--- START OF DATASET ROWS ---

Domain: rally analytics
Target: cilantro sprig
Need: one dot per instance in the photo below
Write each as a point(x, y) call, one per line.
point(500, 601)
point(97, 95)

--- END OF DATASET ROWS ---

**EXERCISE PROMPT:**
Return each entry from the material above exactly as it appears.

**RESPONSE TO THIS EXERCISE:**
Domain: rally analytics
Target: cilantro sprig
Need: one dot per instance in the photo below
Write each as a point(x, y) call, one per line.
point(500, 601)
point(97, 95)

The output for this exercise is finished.